Stored rows:
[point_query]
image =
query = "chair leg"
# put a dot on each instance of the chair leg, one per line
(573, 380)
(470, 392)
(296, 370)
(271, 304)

Task prompt: Set out the lines above as a numbered list, skipping any blank lines.

Finished exercise:
1. [point_query]
2. image =
3. query = "chair leg"
4. # put a dot on each instance of the chair leg, one per line
5. (573, 380)
6. (470, 392)
7. (296, 370)
8. (271, 304)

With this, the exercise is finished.